Extrait fourni -
---

De plus, j’essaye de rester spontané. Mes histoires pour Fluide Glacial sont improvisées. Je démarre avec un embryon d’idées. L’exercice me donne l’occasion encore de nos jours d’être surpris moi-même.

.
.
.
.

« Anatomie du désordre » a-t-il un exercice de style (au même titre que « Monsieur Khol ») ou une véritable réflexion sur la création artistique ?

.
.
.
.

Je vivais une période compliquée. J’avais envie de raconter l’histoire d’un homme qui perd pied que ce soit dans sa vie professionnelle ou dans sa vie personnelle. Ce fut une jonction. Je m’identifie beaucoup à mes personnages. Cependant, j’ai suffisamment de distance pour parfois me dire : « Mais quel connard ! ». La position de créateur est fantastique car vous êtes en même temps au plus près de vos personnages et en même temps vous avez suffisamment de recul pour les voir tels qu’ils sont.

Lorsque je commence à les dessiner, ils ne sont d’ailleurs plus des personnages mais des personnes.

.
.
.
.

.
.
.
.

Paris, Moscou, Los Angeles, Nice… Vous prenez du plaisir à dessiner les villes ?

.
.
.
.
Cela a été longtemps pour moi une façon de crédibiliser mes histoires. Avoir un lieu précis et documenté me permettait d’apporter de la véracité à mon récit. A présent, le décor a moins d’importance. Je choisis les lieux avant tout pour leur valeur emblématique. Je travaille actuellement sur une histoire qui se déroule dans le New York en 1969. Si j’ai besoin qu’un de mes personnages traverse la ville à pied plus vite que ce n’est possible, je n’hésite plus à le faire.

.
.
.
.

Depuis 2005, vous avez participé à 6 albums de Nestor Burma. Comment on succède à Jacques Tardi ?

.
.
.
.

---

Consigne -
Reprenez l'entretien avec l'auteur de bande dessinée à partir de sa dernière phrase. Les entrées présentées plus loin n'ont aucun lien avec l'entretien.

(Exemples d'annotation par points)
---

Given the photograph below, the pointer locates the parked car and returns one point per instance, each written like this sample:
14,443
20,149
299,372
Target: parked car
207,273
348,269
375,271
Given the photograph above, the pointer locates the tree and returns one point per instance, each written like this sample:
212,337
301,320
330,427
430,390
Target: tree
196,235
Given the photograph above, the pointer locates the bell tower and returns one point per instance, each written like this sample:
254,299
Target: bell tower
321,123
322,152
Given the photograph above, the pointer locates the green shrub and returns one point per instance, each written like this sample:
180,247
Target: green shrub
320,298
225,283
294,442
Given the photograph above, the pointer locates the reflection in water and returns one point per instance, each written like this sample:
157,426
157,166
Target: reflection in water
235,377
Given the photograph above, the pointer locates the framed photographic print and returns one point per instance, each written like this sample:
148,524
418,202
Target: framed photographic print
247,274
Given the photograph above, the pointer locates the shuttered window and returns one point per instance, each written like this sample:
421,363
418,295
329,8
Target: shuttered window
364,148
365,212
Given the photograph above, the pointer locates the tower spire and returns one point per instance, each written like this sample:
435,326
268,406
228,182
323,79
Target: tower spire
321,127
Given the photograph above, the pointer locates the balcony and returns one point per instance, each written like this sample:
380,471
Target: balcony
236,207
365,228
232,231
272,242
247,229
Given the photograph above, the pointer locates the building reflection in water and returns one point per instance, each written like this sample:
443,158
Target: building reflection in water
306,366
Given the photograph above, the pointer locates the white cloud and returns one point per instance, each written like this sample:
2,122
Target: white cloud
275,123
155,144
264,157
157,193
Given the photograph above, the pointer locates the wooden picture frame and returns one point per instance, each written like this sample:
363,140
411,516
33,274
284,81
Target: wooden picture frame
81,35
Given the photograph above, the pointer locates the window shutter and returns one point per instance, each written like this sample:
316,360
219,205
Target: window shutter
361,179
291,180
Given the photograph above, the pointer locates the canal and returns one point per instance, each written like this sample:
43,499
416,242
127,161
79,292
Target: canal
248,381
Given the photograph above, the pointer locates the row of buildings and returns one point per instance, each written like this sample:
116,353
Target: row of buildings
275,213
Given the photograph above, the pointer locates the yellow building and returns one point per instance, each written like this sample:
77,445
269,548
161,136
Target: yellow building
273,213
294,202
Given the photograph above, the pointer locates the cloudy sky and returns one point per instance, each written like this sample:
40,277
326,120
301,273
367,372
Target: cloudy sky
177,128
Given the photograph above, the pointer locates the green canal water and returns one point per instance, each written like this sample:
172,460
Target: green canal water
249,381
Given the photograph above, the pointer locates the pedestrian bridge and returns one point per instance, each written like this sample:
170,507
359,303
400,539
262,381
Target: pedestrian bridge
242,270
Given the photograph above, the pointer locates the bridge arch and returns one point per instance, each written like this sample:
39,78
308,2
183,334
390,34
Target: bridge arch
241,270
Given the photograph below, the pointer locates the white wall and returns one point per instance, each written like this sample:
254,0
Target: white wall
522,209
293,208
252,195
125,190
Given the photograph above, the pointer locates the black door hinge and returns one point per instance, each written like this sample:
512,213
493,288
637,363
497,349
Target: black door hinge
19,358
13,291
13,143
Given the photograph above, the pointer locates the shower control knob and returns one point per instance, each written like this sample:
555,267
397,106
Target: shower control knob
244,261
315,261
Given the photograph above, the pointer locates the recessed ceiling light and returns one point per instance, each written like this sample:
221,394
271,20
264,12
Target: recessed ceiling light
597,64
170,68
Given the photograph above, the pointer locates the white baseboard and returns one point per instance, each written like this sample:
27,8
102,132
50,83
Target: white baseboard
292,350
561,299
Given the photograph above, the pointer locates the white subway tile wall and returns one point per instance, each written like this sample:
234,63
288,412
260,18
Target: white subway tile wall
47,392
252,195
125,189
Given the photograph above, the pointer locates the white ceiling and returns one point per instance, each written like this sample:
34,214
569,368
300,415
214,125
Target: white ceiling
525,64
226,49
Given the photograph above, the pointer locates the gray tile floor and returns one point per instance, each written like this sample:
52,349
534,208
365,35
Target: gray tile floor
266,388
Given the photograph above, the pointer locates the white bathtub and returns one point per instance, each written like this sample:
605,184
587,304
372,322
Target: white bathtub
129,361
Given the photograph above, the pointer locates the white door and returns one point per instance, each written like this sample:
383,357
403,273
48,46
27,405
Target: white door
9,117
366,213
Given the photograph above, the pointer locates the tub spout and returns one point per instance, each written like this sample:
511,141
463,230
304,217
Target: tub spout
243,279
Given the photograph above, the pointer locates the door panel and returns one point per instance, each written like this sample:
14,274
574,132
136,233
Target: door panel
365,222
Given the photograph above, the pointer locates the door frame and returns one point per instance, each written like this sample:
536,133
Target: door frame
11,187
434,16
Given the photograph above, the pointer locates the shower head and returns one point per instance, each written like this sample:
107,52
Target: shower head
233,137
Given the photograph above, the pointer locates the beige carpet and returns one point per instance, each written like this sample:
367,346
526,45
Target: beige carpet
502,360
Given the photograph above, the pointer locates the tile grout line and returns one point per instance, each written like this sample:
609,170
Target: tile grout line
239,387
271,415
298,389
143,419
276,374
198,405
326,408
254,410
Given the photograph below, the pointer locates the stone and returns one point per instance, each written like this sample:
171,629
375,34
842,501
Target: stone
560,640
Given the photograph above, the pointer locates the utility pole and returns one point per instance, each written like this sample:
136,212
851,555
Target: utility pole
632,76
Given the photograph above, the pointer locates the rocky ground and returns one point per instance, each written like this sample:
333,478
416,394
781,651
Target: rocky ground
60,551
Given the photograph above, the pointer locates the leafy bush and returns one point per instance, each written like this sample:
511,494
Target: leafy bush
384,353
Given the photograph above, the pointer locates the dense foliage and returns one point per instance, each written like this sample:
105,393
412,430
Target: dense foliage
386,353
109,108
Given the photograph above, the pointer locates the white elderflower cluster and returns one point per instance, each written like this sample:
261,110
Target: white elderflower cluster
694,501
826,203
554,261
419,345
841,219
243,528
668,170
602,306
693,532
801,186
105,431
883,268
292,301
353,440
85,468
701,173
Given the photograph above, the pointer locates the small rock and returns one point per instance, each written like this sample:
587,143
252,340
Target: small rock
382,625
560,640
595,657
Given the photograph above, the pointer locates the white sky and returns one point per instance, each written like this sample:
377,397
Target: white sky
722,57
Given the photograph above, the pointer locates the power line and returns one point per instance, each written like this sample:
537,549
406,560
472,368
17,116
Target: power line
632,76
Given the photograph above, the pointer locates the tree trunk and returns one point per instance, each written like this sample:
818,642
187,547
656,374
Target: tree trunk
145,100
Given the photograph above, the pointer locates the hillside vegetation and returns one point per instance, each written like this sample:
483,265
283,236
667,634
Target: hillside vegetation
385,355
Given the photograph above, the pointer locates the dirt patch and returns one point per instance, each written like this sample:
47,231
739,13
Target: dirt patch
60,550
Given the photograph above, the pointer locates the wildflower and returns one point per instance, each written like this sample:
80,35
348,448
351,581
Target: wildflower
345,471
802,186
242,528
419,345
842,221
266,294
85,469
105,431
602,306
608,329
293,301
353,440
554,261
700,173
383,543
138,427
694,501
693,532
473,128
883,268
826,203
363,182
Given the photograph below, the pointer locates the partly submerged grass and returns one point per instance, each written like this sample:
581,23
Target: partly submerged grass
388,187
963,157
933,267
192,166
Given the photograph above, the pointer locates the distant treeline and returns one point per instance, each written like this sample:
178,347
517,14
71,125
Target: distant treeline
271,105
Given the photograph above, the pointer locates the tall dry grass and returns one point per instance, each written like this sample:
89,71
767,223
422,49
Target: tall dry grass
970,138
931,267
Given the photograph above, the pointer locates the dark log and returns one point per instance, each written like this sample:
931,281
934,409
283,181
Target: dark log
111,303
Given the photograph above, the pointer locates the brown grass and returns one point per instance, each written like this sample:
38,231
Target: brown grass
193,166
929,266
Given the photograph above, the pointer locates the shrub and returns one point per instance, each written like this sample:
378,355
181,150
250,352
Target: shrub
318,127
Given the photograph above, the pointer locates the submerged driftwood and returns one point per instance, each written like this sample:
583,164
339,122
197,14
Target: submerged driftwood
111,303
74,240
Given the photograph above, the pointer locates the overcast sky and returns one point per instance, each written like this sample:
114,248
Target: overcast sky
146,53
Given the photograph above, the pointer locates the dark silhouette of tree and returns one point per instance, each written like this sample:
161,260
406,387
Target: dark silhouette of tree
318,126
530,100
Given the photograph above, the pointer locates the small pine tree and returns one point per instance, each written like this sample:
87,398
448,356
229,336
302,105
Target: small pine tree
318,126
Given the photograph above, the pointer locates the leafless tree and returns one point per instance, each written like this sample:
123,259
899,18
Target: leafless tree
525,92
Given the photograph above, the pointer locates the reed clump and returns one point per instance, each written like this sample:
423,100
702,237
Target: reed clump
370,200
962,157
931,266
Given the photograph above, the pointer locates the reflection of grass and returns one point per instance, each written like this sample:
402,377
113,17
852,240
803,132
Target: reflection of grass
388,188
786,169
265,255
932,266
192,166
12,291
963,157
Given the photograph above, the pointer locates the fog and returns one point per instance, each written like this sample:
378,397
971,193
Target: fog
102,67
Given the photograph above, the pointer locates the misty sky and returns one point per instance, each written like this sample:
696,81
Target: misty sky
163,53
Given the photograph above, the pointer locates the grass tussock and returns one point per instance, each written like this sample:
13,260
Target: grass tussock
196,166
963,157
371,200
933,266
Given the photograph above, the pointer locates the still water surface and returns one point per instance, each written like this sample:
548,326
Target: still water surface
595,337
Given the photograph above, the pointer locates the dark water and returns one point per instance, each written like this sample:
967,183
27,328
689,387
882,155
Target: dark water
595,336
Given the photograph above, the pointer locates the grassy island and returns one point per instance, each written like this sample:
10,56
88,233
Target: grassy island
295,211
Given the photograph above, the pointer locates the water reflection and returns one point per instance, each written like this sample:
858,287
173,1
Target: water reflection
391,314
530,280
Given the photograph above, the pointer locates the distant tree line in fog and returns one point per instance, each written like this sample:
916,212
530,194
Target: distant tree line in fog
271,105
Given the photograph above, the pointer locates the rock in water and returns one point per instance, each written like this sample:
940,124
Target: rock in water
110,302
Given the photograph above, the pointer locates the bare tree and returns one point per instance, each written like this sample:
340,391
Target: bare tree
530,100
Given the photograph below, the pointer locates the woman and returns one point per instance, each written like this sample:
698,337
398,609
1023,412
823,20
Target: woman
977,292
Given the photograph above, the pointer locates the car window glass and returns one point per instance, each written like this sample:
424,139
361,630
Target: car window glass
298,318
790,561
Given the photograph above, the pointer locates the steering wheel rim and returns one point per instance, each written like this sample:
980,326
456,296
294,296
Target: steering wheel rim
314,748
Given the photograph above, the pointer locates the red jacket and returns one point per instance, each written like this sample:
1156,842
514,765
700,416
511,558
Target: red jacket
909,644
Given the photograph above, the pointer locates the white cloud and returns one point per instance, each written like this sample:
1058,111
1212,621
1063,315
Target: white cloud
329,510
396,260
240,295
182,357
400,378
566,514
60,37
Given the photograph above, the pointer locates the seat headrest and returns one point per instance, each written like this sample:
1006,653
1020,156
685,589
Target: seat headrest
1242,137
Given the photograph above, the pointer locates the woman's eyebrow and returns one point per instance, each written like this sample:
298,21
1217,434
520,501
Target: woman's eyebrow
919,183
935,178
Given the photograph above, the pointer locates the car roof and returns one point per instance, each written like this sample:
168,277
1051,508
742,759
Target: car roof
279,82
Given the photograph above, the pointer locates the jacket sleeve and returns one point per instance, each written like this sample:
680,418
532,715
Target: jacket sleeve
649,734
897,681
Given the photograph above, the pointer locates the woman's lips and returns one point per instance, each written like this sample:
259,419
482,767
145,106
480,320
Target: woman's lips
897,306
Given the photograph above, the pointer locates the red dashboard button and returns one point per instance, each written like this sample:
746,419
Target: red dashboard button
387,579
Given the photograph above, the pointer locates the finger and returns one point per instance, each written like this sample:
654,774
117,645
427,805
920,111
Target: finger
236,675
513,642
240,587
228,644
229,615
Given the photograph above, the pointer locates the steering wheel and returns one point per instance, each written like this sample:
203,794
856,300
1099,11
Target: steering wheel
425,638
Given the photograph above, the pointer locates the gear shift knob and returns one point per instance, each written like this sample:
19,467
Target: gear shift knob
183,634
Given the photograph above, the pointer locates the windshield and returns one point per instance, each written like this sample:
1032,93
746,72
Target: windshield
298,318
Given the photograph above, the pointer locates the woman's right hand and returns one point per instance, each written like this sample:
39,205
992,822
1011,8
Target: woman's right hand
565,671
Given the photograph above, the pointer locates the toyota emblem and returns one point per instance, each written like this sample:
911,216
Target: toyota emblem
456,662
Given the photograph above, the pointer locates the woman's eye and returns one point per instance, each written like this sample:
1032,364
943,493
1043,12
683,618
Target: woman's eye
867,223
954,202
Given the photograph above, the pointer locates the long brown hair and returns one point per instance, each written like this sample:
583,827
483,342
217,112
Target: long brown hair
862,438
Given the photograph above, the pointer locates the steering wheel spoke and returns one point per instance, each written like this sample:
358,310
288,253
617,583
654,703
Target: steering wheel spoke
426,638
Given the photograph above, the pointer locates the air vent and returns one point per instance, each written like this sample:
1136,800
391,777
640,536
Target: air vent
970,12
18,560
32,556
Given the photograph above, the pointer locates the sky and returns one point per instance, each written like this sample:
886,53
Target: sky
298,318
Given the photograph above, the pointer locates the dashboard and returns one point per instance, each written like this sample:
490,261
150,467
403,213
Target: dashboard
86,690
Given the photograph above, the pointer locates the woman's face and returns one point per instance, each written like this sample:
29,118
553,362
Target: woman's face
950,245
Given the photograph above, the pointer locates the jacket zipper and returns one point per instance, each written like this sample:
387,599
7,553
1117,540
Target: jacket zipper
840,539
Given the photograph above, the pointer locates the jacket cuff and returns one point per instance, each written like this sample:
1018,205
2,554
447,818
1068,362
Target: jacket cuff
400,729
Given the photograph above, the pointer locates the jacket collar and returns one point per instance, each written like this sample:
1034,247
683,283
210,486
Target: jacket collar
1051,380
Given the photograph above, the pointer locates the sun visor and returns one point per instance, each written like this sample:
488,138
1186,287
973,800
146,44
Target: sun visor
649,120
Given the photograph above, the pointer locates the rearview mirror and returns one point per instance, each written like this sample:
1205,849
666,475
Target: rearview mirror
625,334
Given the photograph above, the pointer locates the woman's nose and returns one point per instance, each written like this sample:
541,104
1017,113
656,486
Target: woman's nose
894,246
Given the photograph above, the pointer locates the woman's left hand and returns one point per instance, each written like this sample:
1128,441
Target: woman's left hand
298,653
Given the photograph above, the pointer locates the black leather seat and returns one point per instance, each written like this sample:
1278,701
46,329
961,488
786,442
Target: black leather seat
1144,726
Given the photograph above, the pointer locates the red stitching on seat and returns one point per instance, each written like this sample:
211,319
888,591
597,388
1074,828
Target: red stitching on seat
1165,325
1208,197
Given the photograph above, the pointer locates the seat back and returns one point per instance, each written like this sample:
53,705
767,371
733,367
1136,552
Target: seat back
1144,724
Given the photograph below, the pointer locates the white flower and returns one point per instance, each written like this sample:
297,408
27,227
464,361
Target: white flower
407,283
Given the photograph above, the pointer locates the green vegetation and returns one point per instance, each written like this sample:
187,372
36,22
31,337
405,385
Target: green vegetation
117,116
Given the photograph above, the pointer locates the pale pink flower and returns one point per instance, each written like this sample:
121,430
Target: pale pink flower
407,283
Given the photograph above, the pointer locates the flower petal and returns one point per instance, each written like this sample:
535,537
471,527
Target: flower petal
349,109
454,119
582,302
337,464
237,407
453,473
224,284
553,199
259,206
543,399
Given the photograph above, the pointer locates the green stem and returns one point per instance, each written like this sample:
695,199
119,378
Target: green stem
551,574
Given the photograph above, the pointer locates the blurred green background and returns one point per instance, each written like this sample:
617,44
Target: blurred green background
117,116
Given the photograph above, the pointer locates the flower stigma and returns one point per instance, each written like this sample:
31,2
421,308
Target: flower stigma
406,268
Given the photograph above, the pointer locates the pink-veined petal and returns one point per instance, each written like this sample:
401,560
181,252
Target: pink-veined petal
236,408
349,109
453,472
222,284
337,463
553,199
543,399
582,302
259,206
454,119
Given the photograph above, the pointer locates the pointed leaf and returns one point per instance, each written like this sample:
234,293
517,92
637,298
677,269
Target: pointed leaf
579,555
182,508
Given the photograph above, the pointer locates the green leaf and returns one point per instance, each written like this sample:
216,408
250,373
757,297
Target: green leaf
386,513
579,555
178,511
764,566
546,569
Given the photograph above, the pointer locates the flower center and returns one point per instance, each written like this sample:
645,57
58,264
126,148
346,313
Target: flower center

---

Réponse attendue -
J’y suis arrivé car j’ai toujours été un admirateur de Tardi. Je peux même dire que c’est son album « Griffu » (1978) écrit avec Jean-Patrick Manchette qui m’a donné d’orienter mon travail vers cet univers. Avant cela j’étais d’abord et avant tout un admirateur de Gotlib.

Lorsque Tardi a sorti sa première adaptation des aventures de Nestor Burma, « Brouillard au pont de Tolbiac » (1982), j’ai décidé de lire tous les romans de Burma. Il m’est même arrivé de les relire au fil des années. A la fin des années 90, il était assez courant pour des dessinateurs de reprendre des séries BD célèbres. J’ai alors proposé chez Casterman et à Tardi d’adapter à mon tour les romans de Nestor Burma. Il n’y a pas eu de véritable réponse à ma proposition. Puis, Tardi a voulu se consacrer avant tout à la série « Le Cri du Peuple » (2001-2004). Il s’est alors souvenu de ma proposition. J’ai commencé à travailler sur les histoires de Léo Malet. La pression fut plus forte de la part de Casterman que de la part de Tardi. Ce dernier a été très aimable avec moi, m’a soutenu lors de la réalisation de mon premier album, « La Nuit de Saint Germain » (2005). Tardi m’a ensuite laissé faire les autres adaptations.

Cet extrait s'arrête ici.